● Stored data entries:
————————

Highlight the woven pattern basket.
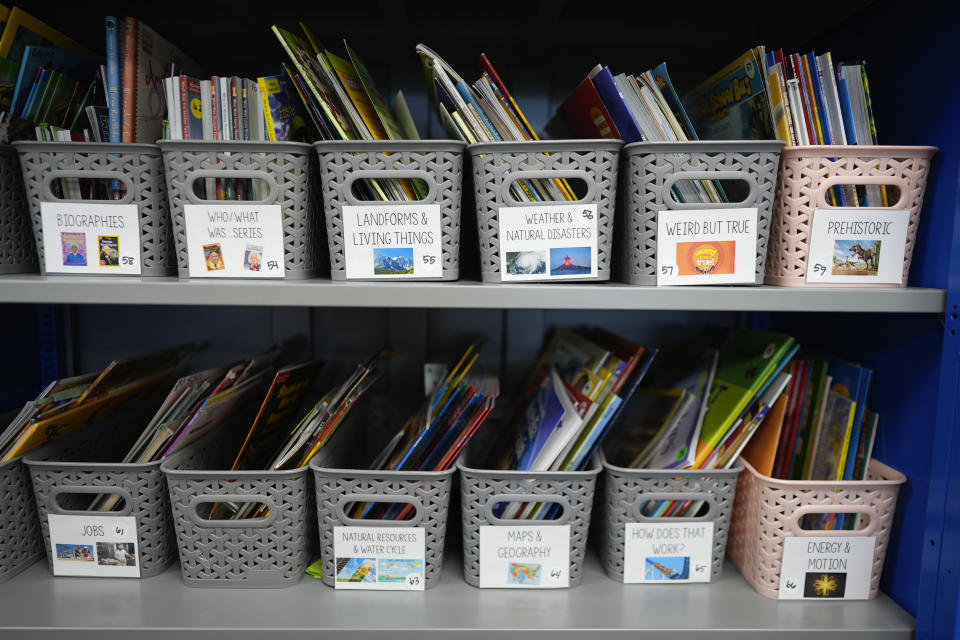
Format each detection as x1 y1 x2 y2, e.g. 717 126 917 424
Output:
469 140 622 283
727 458 905 599
161 434 314 588
0 146 38 274
14 141 175 276
310 463 455 589
314 140 465 281
458 459 600 587
765 145 937 287
599 457 743 582
618 141 783 285
160 140 323 279
0 457 43 583
24 422 178 579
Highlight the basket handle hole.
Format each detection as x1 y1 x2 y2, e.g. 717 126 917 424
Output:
190 177 272 201
797 512 870 531
491 500 565 521
55 491 127 513
819 180 903 208
637 499 711 519
506 177 588 203
194 500 271 521
349 178 430 202
48 178 121 201
342 501 419 522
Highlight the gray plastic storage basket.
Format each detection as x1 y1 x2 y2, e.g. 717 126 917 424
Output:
0 457 43 583
617 141 784 285
23 421 179 579
458 458 601 587
314 140 465 281
14 141 176 276
160 433 314 588
311 462 455 589
0 146 38 274
599 456 743 582
160 140 323 279
469 140 623 283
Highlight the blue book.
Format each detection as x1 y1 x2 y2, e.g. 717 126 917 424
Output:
454 79 502 142
11 46 101 118
104 17 121 144
20 68 49 119
591 67 644 143
837 78 858 145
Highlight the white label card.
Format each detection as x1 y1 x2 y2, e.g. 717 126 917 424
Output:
40 202 141 274
623 521 714 583
778 536 876 600
184 203 285 278
333 526 425 590
341 204 443 279
656 208 758 286
498 204 598 281
806 209 909 284
48 514 139 577
479 525 570 588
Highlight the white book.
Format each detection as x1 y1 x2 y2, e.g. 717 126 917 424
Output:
200 80 213 140
219 77 231 141
816 53 847 145
786 79 809 145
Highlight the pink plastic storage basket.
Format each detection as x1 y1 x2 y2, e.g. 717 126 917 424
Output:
765 145 937 287
727 458 905 600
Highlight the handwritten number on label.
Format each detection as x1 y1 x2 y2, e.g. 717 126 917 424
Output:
267 260 279 271
812 263 827 276
661 265 674 276
695 563 706 574
581 209 594 220
121 256 134 265
786 580 797 590
422 255 437 265
407 574 422 587
550 568 562 580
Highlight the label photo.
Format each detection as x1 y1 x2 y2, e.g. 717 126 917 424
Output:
498 203 599 281
656 208 758 286
623 521 714 583
48 514 140 578
40 202 142 275
806 209 909 284
333 526 426 591
778 535 876 600
341 204 443 279
478 525 570 588
184 203 286 278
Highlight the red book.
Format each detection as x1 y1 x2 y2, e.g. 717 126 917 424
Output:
209 76 220 141
557 75 622 140
120 16 137 143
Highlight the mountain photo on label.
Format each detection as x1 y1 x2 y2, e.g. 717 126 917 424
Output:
549 246 591 275
373 247 415 275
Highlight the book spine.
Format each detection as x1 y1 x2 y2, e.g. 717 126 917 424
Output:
179 76 190 139
258 78 277 141
230 78 240 140
120 16 137 143
104 17 121 143
210 77 220 140
242 85 250 141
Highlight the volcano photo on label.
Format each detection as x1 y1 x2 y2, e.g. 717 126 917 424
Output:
549 246 591 275
373 247 415 275
506 250 546 275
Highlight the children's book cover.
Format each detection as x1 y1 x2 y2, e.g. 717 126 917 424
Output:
257 75 310 142
683 48 775 140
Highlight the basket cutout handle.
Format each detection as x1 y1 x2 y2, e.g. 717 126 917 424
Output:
336 493 424 526
43 171 137 205
186 494 277 529
184 169 277 204
816 175 910 209
499 170 595 205
662 170 757 210
50 485 134 517
787 504 879 537
630 491 716 522
342 170 437 205
482 493 571 525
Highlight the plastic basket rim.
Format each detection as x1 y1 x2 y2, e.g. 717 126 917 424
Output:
740 457 906 489
780 144 938 158
623 140 786 155
158 139 313 153
308 459 457 480
468 139 624 155
313 139 466 153
158 441 310 480
0 455 25 471
13 141 161 154
599 452 745 479
457 457 602 479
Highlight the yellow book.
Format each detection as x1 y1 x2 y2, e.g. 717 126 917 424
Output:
327 51 386 140
257 77 279 142
0 7 90 61
765 72 792 146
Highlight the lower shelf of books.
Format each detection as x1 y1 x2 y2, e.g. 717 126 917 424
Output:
0 551 914 639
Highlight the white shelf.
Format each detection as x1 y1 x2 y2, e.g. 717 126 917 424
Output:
0 552 914 639
0 274 945 312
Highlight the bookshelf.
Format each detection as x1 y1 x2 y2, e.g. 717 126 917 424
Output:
1 1 958 638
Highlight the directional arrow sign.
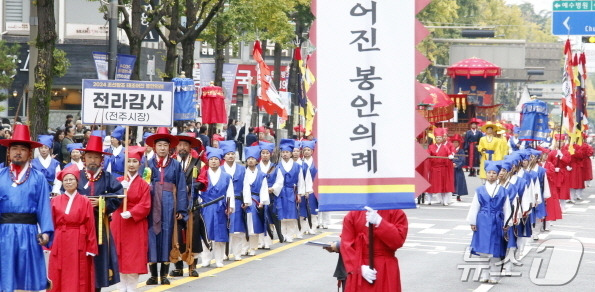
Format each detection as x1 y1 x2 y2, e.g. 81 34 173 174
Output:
552 11 595 35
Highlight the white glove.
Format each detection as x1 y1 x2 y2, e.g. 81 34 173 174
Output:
361 265 377 284
555 168 560 172
120 211 132 219
556 151 563 158
86 252 96 257
121 180 130 189
448 154 454 159
567 166 572 171
364 206 382 227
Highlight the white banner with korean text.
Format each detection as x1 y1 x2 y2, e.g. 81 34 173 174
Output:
81 79 174 127
316 0 417 210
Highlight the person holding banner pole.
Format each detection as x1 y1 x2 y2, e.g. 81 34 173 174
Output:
75 135 123 291
242 146 270 255
340 207 408 292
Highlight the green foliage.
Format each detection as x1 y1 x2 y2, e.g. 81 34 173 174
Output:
52 48 70 77
0 41 20 101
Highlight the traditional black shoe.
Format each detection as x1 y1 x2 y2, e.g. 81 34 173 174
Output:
189 269 199 277
169 269 183 277
160 276 171 285
146 277 159 285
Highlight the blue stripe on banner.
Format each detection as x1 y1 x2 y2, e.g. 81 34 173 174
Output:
318 192 417 211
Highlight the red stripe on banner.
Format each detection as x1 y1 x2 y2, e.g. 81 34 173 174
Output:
415 50 431 75
415 0 431 14
415 0 431 198
415 20 430 44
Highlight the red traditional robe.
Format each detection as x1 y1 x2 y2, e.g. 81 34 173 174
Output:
567 145 587 189
110 175 151 274
543 161 562 221
426 142 455 193
582 143 593 181
341 210 408 292
546 149 571 200
49 193 97 292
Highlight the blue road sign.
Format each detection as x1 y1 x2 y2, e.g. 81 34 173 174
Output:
552 11 595 35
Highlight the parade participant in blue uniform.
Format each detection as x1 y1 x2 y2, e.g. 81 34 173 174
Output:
514 150 537 254
270 139 310 243
258 141 281 247
199 147 235 268
145 127 188 285
529 149 550 239
242 146 269 255
64 142 84 170
451 134 468 202
103 126 126 178
508 127 525 153
497 158 523 276
219 140 248 261
75 134 123 291
299 140 318 233
0 124 54 292
33 134 62 195
466 161 511 284
464 118 483 177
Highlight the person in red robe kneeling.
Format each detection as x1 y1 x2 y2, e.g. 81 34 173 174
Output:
111 146 152 292
340 207 408 292
49 165 98 292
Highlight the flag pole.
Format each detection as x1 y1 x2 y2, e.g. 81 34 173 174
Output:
123 125 129 212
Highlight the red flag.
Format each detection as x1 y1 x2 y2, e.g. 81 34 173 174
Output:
252 41 288 120
561 39 576 133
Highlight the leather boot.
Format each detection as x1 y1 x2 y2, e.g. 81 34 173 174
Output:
189 258 199 277
169 261 184 277
146 263 158 285
160 263 171 285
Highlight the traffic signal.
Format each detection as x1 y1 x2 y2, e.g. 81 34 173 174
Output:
461 30 495 38
236 86 244 107
582 36 595 43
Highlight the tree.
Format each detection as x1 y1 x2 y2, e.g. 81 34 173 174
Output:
155 0 224 79
0 41 20 111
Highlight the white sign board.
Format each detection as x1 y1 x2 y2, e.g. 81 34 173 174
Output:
82 79 174 127
317 0 415 179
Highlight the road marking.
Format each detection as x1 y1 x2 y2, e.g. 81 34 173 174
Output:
409 223 435 229
418 228 450 234
143 232 334 292
473 284 494 292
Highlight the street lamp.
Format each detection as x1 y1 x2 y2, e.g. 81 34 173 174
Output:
12 90 17 97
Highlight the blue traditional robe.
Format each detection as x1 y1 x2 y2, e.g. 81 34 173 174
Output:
147 157 188 263
534 166 548 219
259 162 278 224
103 146 126 178
468 183 509 257
453 147 468 196
502 179 519 248
0 166 53 292
299 158 318 217
276 161 302 220
31 156 61 186
464 129 483 167
223 163 246 233
512 171 532 238
77 169 123 288
245 169 268 234
201 170 233 242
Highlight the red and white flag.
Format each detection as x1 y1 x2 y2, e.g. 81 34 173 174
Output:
561 39 576 133
253 40 288 120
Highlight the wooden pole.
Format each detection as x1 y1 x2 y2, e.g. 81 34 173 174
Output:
123 125 129 211
368 223 375 283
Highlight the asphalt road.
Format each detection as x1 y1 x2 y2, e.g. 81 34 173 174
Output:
104 167 595 292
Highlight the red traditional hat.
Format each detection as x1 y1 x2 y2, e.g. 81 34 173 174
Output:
176 133 202 148
468 117 483 125
57 164 81 182
77 135 112 155
450 134 463 144
254 126 266 133
212 133 224 142
0 124 43 148
554 134 566 140
293 125 306 133
145 127 179 148
433 127 447 137
536 146 550 154
127 145 145 161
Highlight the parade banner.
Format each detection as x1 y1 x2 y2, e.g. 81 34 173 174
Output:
92 52 109 80
173 77 197 121
115 54 137 80
81 79 174 127
199 63 239 102
315 0 419 210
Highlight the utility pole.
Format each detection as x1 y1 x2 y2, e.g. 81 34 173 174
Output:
108 0 118 79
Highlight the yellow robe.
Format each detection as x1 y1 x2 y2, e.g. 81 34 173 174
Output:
478 135 506 178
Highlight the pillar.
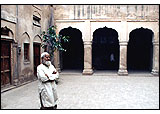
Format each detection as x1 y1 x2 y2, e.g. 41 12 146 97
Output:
118 41 128 75
151 40 159 76
83 41 93 75
12 42 19 85
54 49 61 72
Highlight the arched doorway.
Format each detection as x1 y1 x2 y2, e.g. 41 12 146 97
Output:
1 27 13 87
127 27 153 72
33 35 41 76
92 27 119 70
59 27 84 70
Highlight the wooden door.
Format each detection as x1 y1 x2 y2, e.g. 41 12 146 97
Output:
33 43 40 76
1 40 11 87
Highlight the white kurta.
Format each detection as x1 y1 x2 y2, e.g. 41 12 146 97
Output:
37 62 59 107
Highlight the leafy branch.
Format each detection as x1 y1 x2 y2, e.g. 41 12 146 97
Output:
40 25 69 57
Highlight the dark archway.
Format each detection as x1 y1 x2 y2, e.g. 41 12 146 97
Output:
127 27 153 71
92 27 119 70
59 27 84 70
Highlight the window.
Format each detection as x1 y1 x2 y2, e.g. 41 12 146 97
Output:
24 43 30 61
33 15 41 27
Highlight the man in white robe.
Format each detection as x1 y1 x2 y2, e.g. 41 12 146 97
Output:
37 52 59 109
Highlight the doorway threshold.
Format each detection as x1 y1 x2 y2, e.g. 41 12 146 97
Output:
59 70 156 77
128 71 154 77
93 70 118 76
60 70 83 76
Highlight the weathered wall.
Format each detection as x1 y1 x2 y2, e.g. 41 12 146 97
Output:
54 5 159 42
54 5 159 75
1 5 54 86
54 5 159 21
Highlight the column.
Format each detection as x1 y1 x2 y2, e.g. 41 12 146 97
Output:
118 41 128 76
83 41 93 75
151 41 159 76
54 49 61 72
12 42 19 85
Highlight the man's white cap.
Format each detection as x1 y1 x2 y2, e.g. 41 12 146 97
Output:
41 52 49 58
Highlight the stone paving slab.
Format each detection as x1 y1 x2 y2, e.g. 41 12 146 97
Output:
1 74 159 109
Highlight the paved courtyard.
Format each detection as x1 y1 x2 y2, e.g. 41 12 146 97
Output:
1 73 159 109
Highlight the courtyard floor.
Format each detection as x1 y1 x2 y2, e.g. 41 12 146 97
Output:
1 72 159 109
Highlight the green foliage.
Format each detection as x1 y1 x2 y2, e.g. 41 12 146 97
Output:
40 25 69 57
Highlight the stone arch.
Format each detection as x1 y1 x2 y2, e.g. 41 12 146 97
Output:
91 22 122 42
1 26 14 38
127 27 154 71
22 32 30 43
56 23 86 42
59 27 84 70
33 35 42 43
92 26 120 70
127 22 157 43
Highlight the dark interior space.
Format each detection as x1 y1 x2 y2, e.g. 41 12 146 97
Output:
127 27 153 71
33 43 40 76
59 27 84 70
92 27 119 70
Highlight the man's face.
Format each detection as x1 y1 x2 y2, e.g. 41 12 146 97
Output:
44 54 50 61
42 54 51 66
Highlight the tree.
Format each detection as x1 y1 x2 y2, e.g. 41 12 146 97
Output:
40 25 69 58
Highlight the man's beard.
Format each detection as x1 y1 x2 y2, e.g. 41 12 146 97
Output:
42 60 51 67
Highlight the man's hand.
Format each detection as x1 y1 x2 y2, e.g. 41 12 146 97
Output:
52 71 57 74
45 74 49 79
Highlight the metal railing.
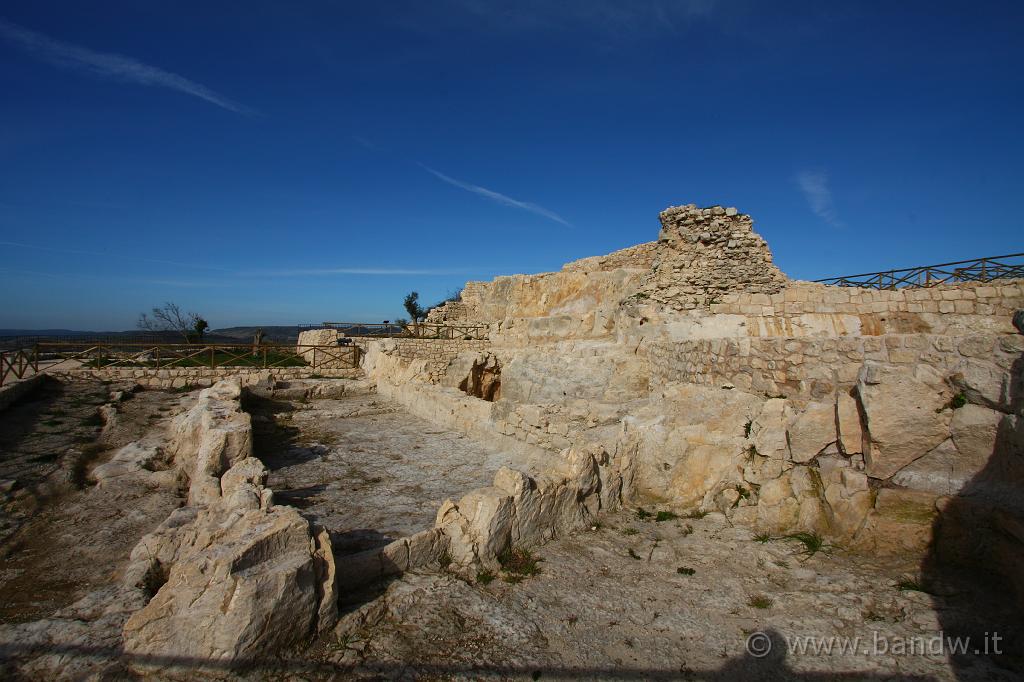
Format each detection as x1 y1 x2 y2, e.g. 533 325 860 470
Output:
300 321 489 340
815 252 1024 289
0 342 361 387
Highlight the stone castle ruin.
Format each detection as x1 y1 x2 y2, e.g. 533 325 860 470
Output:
3 202 1022 677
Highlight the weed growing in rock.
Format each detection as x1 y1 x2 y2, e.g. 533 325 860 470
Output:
621 527 639 536
754 532 773 543
748 595 773 609
499 547 542 578
686 509 708 520
787 531 826 558
635 508 652 521
677 566 695 576
655 511 677 522
938 391 968 412
628 548 642 560
438 551 452 570
476 570 495 585
744 420 753 438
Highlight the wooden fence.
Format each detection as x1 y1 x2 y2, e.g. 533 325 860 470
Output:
0 342 360 387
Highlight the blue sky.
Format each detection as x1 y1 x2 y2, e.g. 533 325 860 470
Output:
1 1 1021 330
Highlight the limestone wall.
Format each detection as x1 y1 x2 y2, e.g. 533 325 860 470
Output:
561 241 660 273
48 366 361 390
356 200 1024 606
649 332 1024 400
362 337 490 383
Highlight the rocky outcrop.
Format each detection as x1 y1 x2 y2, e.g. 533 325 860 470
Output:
122 503 320 669
856 362 952 479
167 379 252 505
113 380 338 674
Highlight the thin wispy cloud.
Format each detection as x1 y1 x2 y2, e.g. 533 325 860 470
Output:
420 164 570 227
796 170 843 229
351 135 376 149
0 18 254 114
0 241 473 278
433 1 716 38
0 267 231 288
252 267 469 277
0 240 232 271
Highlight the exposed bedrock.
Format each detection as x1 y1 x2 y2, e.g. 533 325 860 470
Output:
111 379 337 675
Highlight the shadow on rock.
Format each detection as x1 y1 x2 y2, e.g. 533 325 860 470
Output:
922 351 1024 677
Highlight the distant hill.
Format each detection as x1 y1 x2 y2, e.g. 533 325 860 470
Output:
210 326 300 343
0 326 300 346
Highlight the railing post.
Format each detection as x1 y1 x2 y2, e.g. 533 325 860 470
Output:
210 347 215 369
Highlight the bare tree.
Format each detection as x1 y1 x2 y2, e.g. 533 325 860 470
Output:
138 302 208 343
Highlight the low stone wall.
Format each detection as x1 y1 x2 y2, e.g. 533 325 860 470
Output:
649 332 1024 400
48 366 362 389
0 373 45 412
368 337 490 383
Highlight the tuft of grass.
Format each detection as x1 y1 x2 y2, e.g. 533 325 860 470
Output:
635 507 652 521
677 566 695 576
686 509 709 520
476 570 495 585
748 595 774 609
754 532 773 543
655 510 678 523
628 548 642 561
499 547 542 577
950 392 967 409
621 527 639 536
438 552 452 570
743 420 753 438
896 576 929 593
786 531 826 558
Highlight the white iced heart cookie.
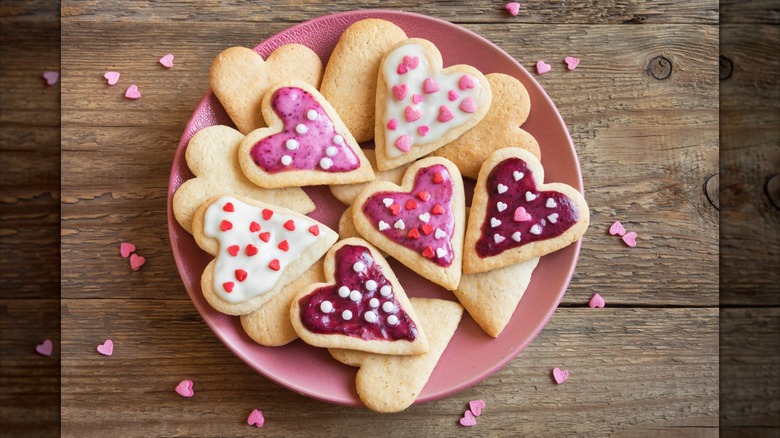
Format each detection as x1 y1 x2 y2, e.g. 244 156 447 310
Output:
374 38 492 171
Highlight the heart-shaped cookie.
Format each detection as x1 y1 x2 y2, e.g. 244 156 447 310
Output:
210 45 323 134
173 125 314 234
374 38 492 171
328 298 463 413
192 195 338 315
290 238 429 356
320 18 408 143
352 157 466 290
433 73 541 179
463 148 589 274
238 81 374 188
329 149 411 206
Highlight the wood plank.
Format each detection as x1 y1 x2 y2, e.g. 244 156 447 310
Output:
60 302 717 436
720 0 780 24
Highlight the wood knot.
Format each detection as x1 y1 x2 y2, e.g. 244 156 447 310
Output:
720 55 733 80
704 174 719 210
647 56 672 80
623 15 647 24
766 174 780 210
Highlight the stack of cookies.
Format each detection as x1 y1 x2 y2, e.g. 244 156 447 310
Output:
172 18 589 413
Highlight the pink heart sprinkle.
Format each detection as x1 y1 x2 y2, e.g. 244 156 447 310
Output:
403 55 420 70
130 253 146 271
448 90 459 101
418 125 430 136
120 242 136 258
103 71 121 86
397 63 408 75
438 105 454 122
175 379 194 398
42 71 59 86
412 94 423 105
536 60 552 75
35 339 53 356
405 106 422 122
96 339 114 356
159 54 174 68
505 2 521 16
564 56 580 70
513 206 532 222
124 84 141 100
609 221 626 236
459 97 476 113
459 410 477 427
469 399 486 416
423 77 440 94
552 367 569 384
387 118 398 130
392 84 408 100
589 293 605 308
394 135 412 152
458 74 475 90
247 409 265 428
622 231 637 247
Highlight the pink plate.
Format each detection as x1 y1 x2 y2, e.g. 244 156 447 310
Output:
167 10 582 407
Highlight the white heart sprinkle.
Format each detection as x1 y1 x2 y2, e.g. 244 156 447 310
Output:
378 221 390 231
382 198 394 207
380 285 392 297
490 217 501 228
365 280 377 291
497 201 508 212
306 109 318 121
353 261 366 272
382 301 394 312
332 134 344 145
319 157 333 170
530 224 542 235
494 234 505 243
295 123 308 134
526 192 537 202
364 311 377 323
280 155 292 166
513 171 524 181
419 213 431 223
546 198 557 208
394 219 405 230
325 146 337 156
512 231 522 242
285 139 299 150
342 310 353 320
497 184 508 194
387 314 399 325
436 248 446 258
548 213 559 223
338 286 350 297
434 228 446 239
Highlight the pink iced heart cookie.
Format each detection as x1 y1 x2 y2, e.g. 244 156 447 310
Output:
374 38 492 171
459 410 477 427
469 399 486 416
175 379 194 397
352 158 466 290
238 81 374 189
622 231 638 247
609 220 626 236
464 148 590 274
552 367 570 384
564 56 580 70
290 238 429 356
120 242 136 258
193 195 338 316
129 254 145 271
35 339 53 356
536 60 551 75
96 339 114 356
159 53 174 68
104 71 120 86
42 71 59 86
505 2 521 16
124 84 141 100
589 293 605 308
247 409 265 428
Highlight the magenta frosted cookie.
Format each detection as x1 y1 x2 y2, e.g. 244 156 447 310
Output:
463 148 589 274
238 81 374 188
352 157 466 290
373 38 492 171
290 238 429 356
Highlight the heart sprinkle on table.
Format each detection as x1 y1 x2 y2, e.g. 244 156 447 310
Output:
622 231 638 247
505 2 520 16
535 60 551 75
159 54 175 68
469 399 486 416
124 84 141 100
96 339 114 356
247 409 265 428
589 293 606 308
175 379 194 398
459 409 477 427
608 220 626 236
35 339 53 356
104 71 121 86
564 56 580 70
552 367 570 384
130 253 146 271
120 242 136 258
42 71 59 86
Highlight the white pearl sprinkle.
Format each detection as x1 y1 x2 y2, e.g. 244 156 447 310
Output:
369 298 380 308
382 198 393 207
320 300 333 313
526 192 537 202
530 224 543 235
512 231 522 242
365 280 377 291
380 285 392 297
332 134 344 145
394 219 405 230
387 314 399 325
494 234 505 244
497 201 508 212
295 123 308 134
280 155 292 166
353 261 366 273
338 286 350 298
285 139 299 150
342 310 353 320
378 221 390 231
497 184 508 194
349 290 362 302
546 198 557 208
364 310 377 323
513 171 524 181
418 212 430 223
325 146 338 156
434 228 446 239
490 217 501 228
319 157 333 170
382 301 394 313
306 109 318 121
548 213 559 223
436 247 446 258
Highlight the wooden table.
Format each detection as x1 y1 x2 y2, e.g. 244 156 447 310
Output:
1 1 778 436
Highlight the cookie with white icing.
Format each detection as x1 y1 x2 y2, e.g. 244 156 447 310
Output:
374 38 492 171
192 195 338 315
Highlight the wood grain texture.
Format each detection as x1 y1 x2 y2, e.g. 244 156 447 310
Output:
720 0 780 24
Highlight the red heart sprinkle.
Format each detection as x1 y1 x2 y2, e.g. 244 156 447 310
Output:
389 204 401 215
433 172 444 184
249 221 261 232
405 199 418 210
408 228 420 239
422 246 435 258
284 220 295 231
421 224 434 235
227 245 239 256
259 232 271 242
417 191 430 202
223 281 234 292
245 244 258 256
129 254 145 271
120 242 136 258
235 269 248 282
223 202 234 212
278 240 289 252
262 209 273 220
432 204 444 215
269 259 281 271
308 225 320 236
220 220 232 231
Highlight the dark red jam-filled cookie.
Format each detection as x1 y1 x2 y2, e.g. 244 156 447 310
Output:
290 238 429 356
463 148 589 274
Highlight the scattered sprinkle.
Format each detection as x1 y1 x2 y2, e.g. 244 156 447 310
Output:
124 84 141 100
130 253 146 271
469 399 486 416
552 367 569 384
247 409 265 428
608 221 626 236
35 339 53 356
104 71 121 86
459 410 477 427
96 339 114 356
622 231 637 247
120 242 136 258
505 2 521 16
588 293 605 308
42 71 59 86
564 56 580 70
175 379 194 397
159 54 175 68
536 61 551 75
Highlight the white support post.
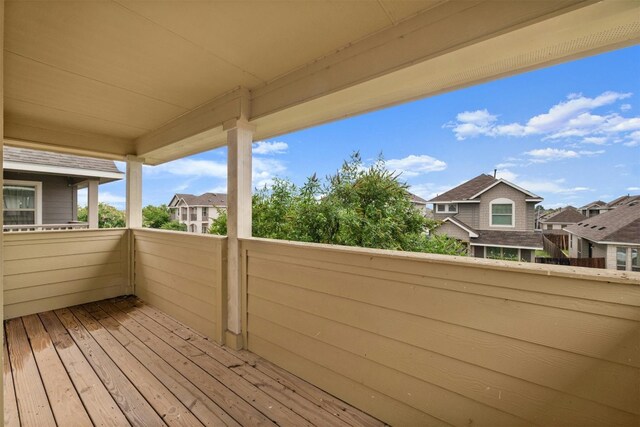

————————

● What this task involves: Write out, exactly and with nothing added, every line from the one that holds "Highlight the wooden table." to the end of the entries above; pictures stay out.

● Response:
Highlight the wooden table.
Format each detection as x1 y1 x2 y2, e.g. 244 156 447 310
Output:
1 1 778 436
Highlight the cookie with white icing.
Format each detection as x1 y1 x2 y2, e.g. 244 156 447 310
Output:
374 38 492 171
192 195 338 315
Highlight the wood grain texture.
Format each detection as x1 y1 x2 y2, e.g. 244 156 447 310
Output:
720 0 780 24
Highlight the red heart sprinkle.
Format each detection as x1 y1 x2 y2, e.g. 244 156 447 310
Output:
389 204 401 215
433 172 444 184
249 221 261 232
405 199 418 210
408 228 420 239
422 246 435 258
284 220 295 231
421 224 434 235
227 245 239 256
259 232 271 242
417 191 430 202
223 281 234 292
245 244 258 256
129 254 145 271
120 242 136 258
235 269 248 282
223 202 234 212
278 240 289 252
262 209 273 220
432 204 444 215
269 259 281 271
308 225 320 236
220 220 232 231
Highlight the dark red jam-filled cookie.
Format each detection as x1 y1 x2 y2, e.g. 244 156 447 310
Output:
290 238 429 356
463 148 589 274
Highlight the scattered sprinkle.
Format each detection as x1 y1 x2 y2, e.g. 244 156 447 310
Output:
124 84 141 100
130 253 146 271
469 399 486 416
552 367 569 384
247 409 265 428
608 221 626 236
35 339 53 356
104 71 121 86
459 410 477 427
96 339 114 356
622 231 637 247
120 242 136 258
505 2 521 16
588 293 605 308
42 71 59 86
564 56 580 70
175 379 194 397
159 54 175 68
536 61 551 75
Highlight the white support post.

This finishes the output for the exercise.